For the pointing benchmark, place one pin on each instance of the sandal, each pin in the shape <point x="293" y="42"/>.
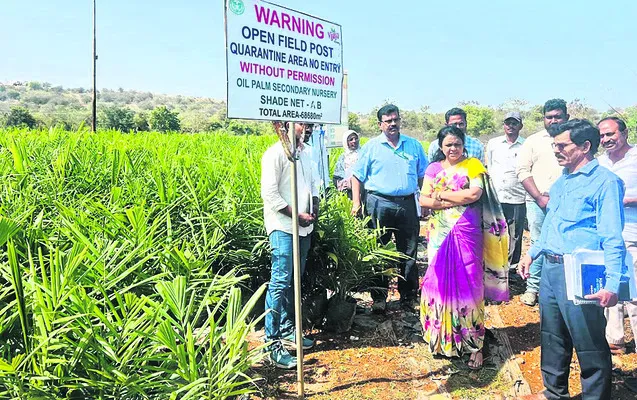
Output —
<point x="476" y="360"/>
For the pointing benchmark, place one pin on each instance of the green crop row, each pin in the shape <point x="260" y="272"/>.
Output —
<point x="124" y="258"/>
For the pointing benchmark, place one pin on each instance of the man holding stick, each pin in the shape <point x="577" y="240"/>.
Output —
<point x="277" y="199"/>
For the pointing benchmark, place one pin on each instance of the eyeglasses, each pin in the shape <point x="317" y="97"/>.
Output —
<point x="390" y="121"/>
<point x="561" y="146"/>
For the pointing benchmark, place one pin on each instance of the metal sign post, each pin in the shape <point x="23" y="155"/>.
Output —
<point x="296" y="253"/>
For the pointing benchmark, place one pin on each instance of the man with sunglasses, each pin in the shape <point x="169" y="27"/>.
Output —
<point x="458" y="117"/>
<point x="391" y="168"/>
<point x="502" y="154"/>
<point x="538" y="169"/>
<point x="585" y="210"/>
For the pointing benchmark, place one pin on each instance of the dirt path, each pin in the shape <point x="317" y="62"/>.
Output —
<point x="384" y="357"/>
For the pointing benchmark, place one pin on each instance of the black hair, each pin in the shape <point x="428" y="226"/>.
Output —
<point x="554" y="104"/>
<point x="581" y="131"/>
<point x="386" y="110"/>
<point x="455" y="111"/>
<point x="620" y="123"/>
<point x="442" y="134"/>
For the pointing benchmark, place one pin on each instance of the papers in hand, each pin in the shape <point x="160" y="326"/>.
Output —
<point x="585" y="274"/>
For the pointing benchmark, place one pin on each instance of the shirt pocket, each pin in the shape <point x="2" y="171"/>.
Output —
<point x="573" y="208"/>
<point x="412" y="166"/>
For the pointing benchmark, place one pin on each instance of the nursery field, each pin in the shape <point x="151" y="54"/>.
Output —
<point x="131" y="264"/>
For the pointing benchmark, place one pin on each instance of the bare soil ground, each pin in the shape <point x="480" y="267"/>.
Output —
<point x="384" y="357"/>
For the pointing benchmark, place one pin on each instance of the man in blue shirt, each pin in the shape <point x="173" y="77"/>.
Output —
<point x="584" y="211"/>
<point x="391" y="167"/>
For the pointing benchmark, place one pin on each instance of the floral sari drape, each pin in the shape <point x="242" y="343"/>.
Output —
<point x="467" y="251"/>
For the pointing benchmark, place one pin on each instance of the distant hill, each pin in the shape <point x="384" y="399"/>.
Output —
<point x="70" y="107"/>
<point x="51" y="105"/>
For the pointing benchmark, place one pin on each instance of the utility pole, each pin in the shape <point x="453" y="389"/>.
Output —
<point x="94" y="105"/>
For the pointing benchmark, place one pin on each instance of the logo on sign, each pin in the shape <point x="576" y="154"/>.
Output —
<point x="236" y="6"/>
<point x="334" y="36"/>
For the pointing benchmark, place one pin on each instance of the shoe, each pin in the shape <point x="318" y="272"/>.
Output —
<point x="379" y="306"/>
<point x="290" y="341"/>
<point x="407" y="305"/>
<point x="280" y="357"/>
<point x="529" y="298"/>
<point x="617" y="349"/>
<point x="476" y="360"/>
<point x="536" y="396"/>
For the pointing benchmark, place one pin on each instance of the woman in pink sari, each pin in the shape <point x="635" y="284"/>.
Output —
<point x="467" y="250"/>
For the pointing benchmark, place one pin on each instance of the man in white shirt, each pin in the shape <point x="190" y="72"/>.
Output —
<point x="621" y="158"/>
<point x="538" y="169"/>
<point x="277" y="199"/>
<point x="502" y="154"/>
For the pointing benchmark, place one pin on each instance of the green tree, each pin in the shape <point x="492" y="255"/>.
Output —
<point x="20" y="117"/>
<point x="118" y="118"/>
<point x="163" y="120"/>
<point x="354" y="122"/>
<point x="141" y="122"/>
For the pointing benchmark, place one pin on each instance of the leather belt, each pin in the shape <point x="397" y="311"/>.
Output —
<point x="392" y="198"/>
<point x="554" y="258"/>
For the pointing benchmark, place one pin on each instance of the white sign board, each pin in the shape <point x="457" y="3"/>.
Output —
<point x="334" y="133"/>
<point x="282" y="64"/>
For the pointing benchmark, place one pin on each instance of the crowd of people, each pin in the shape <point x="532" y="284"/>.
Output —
<point x="477" y="200"/>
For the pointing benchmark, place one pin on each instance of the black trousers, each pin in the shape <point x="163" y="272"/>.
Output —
<point x="515" y="215"/>
<point x="400" y="218"/>
<point x="564" y="325"/>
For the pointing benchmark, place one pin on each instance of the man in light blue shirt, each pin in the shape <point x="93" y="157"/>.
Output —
<point x="585" y="210"/>
<point x="391" y="167"/>
<point x="458" y="117"/>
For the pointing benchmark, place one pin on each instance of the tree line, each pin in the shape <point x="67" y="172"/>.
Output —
<point x="40" y="104"/>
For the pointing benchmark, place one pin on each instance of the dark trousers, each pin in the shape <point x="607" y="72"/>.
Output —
<point x="564" y="325"/>
<point x="400" y="218"/>
<point x="515" y="215"/>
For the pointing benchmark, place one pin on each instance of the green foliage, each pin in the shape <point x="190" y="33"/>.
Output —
<point x="119" y="258"/>
<point x="141" y="122"/>
<point x="346" y="256"/>
<point x="20" y="117"/>
<point x="163" y="120"/>
<point x="117" y="118"/>
<point x="122" y="258"/>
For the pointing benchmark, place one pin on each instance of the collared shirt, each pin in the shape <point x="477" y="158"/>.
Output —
<point x="626" y="169"/>
<point x="276" y="190"/>
<point x="501" y="162"/>
<point x="311" y="154"/>
<point x="473" y="146"/>
<point x="537" y="160"/>
<point x="585" y="210"/>
<point x="388" y="170"/>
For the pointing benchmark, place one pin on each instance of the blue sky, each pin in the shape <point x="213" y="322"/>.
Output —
<point x="414" y="53"/>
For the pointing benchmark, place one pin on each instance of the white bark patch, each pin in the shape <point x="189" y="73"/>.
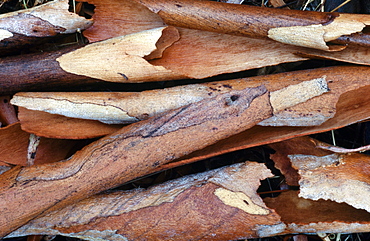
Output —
<point x="293" y="95"/>
<point x="57" y="14"/>
<point x="316" y="36"/>
<point x="240" y="200"/>
<point x="5" y="34"/>
<point x="119" y="59"/>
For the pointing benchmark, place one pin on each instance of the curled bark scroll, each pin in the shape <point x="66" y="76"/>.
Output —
<point x="131" y="152"/>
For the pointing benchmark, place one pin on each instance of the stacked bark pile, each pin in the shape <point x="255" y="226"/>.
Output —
<point x="63" y="153"/>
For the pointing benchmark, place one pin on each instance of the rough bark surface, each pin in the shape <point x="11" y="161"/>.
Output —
<point x="35" y="25"/>
<point x="221" y="204"/>
<point x="302" y="28"/>
<point x="129" y="153"/>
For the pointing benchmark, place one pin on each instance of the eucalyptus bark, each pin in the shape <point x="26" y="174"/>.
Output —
<point x="129" y="153"/>
<point x="33" y="26"/>
<point x="259" y="22"/>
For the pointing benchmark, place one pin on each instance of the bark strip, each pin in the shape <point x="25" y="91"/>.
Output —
<point x="72" y="66"/>
<point x="221" y="204"/>
<point x="131" y="152"/>
<point x="38" y="24"/>
<point x="302" y="28"/>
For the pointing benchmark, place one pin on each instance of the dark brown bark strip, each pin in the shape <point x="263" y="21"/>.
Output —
<point x="243" y="20"/>
<point x="36" y="25"/>
<point x="235" y="19"/>
<point x="193" y="207"/>
<point x="129" y="153"/>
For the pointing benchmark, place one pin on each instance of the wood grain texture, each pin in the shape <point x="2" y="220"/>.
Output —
<point x="131" y="152"/>
<point x="258" y="22"/>
<point x="187" y="208"/>
<point x="47" y="70"/>
<point x="14" y="143"/>
<point x="32" y="26"/>
<point x="351" y="107"/>
<point x="308" y="216"/>
<point x="234" y="19"/>
<point x="336" y="177"/>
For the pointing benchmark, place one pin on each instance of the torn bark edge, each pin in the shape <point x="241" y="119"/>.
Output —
<point x="55" y="13"/>
<point x="135" y="107"/>
<point x="123" y="59"/>
<point x="104" y="216"/>
<point x="317" y="36"/>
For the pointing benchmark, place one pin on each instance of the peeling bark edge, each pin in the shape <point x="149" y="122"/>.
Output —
<point x="97" y="167"/>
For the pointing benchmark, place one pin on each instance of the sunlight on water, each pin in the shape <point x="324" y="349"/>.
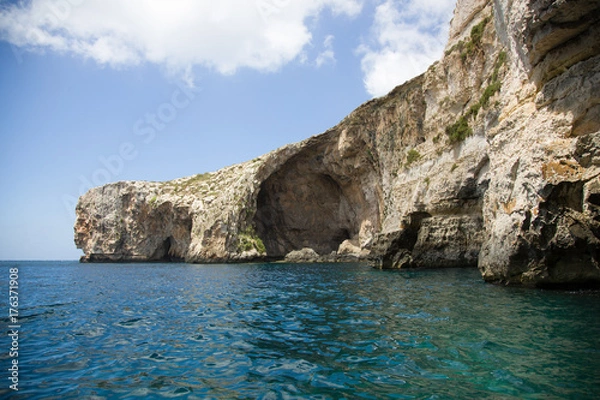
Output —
<point x="276" y="331"/>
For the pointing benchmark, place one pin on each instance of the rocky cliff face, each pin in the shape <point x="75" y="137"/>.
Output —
<point x="490" y="158"/>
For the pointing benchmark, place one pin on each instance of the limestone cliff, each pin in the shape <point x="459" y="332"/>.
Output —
<point x="490" y="158"/>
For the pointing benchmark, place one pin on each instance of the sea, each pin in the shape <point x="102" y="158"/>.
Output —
<point x="289" y="331"/>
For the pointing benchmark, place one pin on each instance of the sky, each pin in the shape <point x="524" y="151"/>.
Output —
<point x="99" y="91"/>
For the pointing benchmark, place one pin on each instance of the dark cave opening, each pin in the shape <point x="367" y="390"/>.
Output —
<point x="165" y="252"/>
<point x="297" y="208"/>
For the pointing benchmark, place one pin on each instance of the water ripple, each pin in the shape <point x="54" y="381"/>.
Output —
<point x="298" y="331"/>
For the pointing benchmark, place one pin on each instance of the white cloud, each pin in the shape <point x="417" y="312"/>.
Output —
<point x="408" y="36"/>
<point x="327" y="56"/>
<point x="223" y="35"/>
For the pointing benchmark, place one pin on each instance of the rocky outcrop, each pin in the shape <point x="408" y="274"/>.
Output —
<point x="491" y="159"/>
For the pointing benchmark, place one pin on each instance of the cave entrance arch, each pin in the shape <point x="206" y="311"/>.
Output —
<point x="298" y="209"/>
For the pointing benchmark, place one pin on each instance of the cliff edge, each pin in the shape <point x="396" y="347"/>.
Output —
<point x="491" y="158"/>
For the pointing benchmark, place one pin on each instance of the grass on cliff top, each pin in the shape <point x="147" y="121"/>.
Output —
<point x="474" y="43"/>
<point x="461" y="130"/>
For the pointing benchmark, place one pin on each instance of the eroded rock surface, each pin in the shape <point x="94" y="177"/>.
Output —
<point x="491" y="159"/>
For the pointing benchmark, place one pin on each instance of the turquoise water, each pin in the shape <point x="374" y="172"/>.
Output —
<point x="294" y="331"/>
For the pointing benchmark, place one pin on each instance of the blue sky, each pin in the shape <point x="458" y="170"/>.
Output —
<point x="101" y="91"/>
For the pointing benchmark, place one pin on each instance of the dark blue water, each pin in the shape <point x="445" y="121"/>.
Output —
<point x="294" y="331"/>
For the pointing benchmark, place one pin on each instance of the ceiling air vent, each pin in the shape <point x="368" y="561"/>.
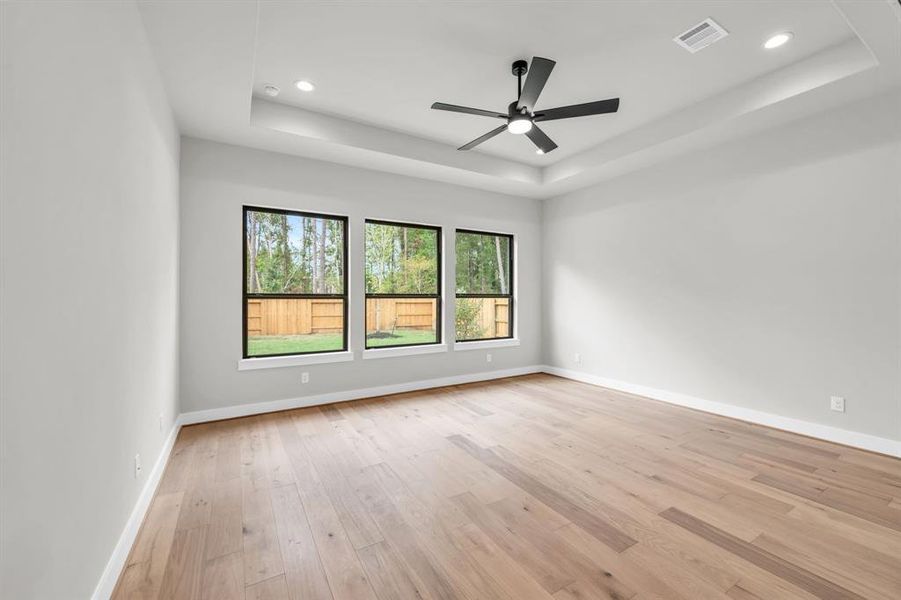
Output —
<point x="701" y="35"/>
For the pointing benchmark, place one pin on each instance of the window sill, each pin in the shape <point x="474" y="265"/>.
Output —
<point x="403" y="351"/>
<point x="483" y="344"/>
<point x="273" y="362"/>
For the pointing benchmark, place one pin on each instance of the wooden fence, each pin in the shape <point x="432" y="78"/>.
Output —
<point x="288" y="316"/>
<point x="388" y="314"/>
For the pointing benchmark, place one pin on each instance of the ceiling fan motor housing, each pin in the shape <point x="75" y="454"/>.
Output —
<point x="520" y="68"/>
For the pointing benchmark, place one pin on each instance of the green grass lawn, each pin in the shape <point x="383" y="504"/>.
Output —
<point x="283" y="344"/>
<point x="323" y="342"/>
<point x="400" y="337"/>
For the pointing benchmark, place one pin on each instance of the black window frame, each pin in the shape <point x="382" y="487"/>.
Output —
<point x="438" y="285"/>
<point x="509" y="296"/>
<point x="245" y="296"/>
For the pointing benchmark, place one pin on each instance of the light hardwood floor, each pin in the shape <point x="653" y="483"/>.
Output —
<point x="531" y="487"/>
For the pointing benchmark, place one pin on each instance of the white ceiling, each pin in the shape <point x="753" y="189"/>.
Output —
<point x="379" y="66"/>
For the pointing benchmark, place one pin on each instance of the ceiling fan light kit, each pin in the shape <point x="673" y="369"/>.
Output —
<point x="521" y="116"/>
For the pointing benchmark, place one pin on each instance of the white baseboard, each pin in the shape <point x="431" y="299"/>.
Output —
<point x="243" y="410"/>
<point x="116" y="562"/>
<point x="824" y="432"/>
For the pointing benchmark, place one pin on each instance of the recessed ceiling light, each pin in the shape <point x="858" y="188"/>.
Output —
<point x="777" y="40"/>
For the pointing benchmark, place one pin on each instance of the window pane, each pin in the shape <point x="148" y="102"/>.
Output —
<point x="401" y="259"/>
<point x="483" y="263"/>
<point x="292" y="325"/>
<point x="482" y="318"/>
<point x="294" y="254"/>
<point x="401" y="321"/>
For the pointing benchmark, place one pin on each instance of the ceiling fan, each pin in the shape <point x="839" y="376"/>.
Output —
<point x="521" y="116"/>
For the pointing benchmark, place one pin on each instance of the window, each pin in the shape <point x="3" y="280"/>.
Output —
<point x="295" y="283"/>
<point x="403" y="284"/>
<point x="484" y="308"/>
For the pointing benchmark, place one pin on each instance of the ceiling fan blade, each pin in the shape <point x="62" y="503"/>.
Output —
<point x="483" y="138"/>
<point x="540" y="139"/>
<point x="578" y="110"/>
<point x="539" y="71"/>
<point x="468" y="111"/>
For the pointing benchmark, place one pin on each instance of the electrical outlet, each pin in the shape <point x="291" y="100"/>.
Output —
<point x="837" y="403"/>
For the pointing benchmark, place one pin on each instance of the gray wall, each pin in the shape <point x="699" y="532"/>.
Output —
<point x="89" y="287"/>
<point x="217" y="179"/>
<point x="763" y="274"/>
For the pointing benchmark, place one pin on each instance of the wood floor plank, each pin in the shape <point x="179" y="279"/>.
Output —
<point x="143" y="574"/>
<point x="274" y="588"/>
<point x="528" y="488"/>
<point x="304" y="574"/>
<point x="183" y="579"/>
<point x="604" y="531"/>
<point x="790" y="572"/>
<point x="223" y="578"/>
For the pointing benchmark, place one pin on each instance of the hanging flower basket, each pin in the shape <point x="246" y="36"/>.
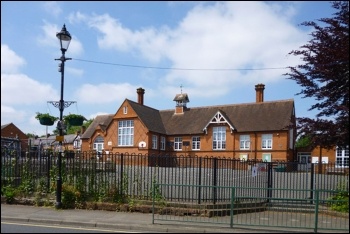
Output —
<point x="74" y="120"/>
<point x="46" y="119"/>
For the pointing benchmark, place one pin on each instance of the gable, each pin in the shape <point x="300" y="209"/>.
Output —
<point x="219" y="118"/>
<point x="251" y="117"/>
<point x="100" y="121"/>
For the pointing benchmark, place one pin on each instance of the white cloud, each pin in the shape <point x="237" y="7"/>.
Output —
<point x="10" y="61"/>
<point x="226" y="35"/>
<point x="20" y="89"/>
<point x="74" y="71"/>
<point x="53" y="8"/>
<point x="105" y="93"/>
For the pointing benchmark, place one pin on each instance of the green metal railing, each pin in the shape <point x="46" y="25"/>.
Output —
<point x="248" y="211"/>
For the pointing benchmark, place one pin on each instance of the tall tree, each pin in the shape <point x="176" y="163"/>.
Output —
<point x="324" y="75"/>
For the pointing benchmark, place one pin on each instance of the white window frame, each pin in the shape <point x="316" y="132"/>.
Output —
<point x="126" y="133"/>
<point x="98" y="144"/>
<point x="266" y="141"/>
<point x="244" y="142"/>
<point x="342" y="157"/>
<point x="154" y="142"/>
<point x="162" y="143"/>
<point x="196" y="143"/>
<point x="178" y="143"/>
<point x="219" y="138"/>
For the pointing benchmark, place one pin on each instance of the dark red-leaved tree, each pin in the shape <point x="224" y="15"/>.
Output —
<point x="324" y="75"/>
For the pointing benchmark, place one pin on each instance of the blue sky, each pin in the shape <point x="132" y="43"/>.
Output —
<point x="117" y="47"/>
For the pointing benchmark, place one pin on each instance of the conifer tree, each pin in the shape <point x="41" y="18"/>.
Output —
<point x="324" y="75"/>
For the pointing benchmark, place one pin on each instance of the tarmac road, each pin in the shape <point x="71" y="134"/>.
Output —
<point x="134" y="221"/>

TASK REQUIREMENTS » Retype, exactly and only, the lines running from the one with "the dark red-leaved" through the final line of the listing above.

TASK SOLUTION »
For the pointing benchmark, place one pin on each instance of the dark red-leaved tree, each pin in the shape <point x="224" y="15"/>.
Output —
<point x="324" y="75"/>
For the pointing benchmark, place one pin on each instance of the blue sky, each pin in the shape <point x="132" y="43"/>.
Output —
<point x="117" y="47"/>
For the pointing benchmark, place one pin on each instance of the conifer tree, each pin in the shape <point x="41" y="18"/>.
Output —
<point x="324" y="75"/>
For the pointing benchmark, place one pin on each instance of the tarmac road, each pin in the shape <point x="71" y="134"/>.
Output —
<point x="134" y="221"/>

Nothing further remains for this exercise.